Challenge
Return every line of the items below that contains the word "background", copied without changes.

** START OF Record set **

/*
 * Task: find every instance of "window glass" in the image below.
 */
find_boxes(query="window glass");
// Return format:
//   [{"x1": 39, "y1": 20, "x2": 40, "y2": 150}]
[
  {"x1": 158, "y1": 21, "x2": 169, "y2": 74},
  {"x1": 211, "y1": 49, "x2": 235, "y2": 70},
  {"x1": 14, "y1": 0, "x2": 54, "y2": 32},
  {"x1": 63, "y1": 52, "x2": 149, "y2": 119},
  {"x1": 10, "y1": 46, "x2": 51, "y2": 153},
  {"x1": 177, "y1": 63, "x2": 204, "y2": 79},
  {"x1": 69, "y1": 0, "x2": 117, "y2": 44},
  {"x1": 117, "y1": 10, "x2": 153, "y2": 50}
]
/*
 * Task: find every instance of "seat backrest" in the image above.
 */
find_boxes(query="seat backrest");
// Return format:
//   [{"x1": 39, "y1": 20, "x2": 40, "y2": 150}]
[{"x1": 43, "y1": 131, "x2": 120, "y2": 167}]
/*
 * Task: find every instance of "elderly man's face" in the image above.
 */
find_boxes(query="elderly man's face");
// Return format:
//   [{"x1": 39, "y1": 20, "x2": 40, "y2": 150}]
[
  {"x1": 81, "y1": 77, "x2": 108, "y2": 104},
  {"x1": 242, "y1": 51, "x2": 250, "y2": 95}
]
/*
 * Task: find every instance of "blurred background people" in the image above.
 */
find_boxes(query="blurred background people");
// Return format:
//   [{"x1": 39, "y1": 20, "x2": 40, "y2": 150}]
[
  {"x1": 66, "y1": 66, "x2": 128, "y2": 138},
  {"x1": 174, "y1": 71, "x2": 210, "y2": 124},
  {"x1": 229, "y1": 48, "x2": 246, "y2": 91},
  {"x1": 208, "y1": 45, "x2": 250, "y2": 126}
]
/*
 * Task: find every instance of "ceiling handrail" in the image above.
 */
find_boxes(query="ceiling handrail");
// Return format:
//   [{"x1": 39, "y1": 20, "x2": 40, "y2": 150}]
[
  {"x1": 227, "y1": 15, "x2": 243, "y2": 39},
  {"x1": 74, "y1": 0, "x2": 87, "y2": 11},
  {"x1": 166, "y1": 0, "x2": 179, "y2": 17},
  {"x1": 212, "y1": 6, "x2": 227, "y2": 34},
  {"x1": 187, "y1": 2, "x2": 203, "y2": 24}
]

** END OF Record set **

Completed task
 * Task: find every instance of "blurred background people" in the image above.
find_boxes(query="blurred background people");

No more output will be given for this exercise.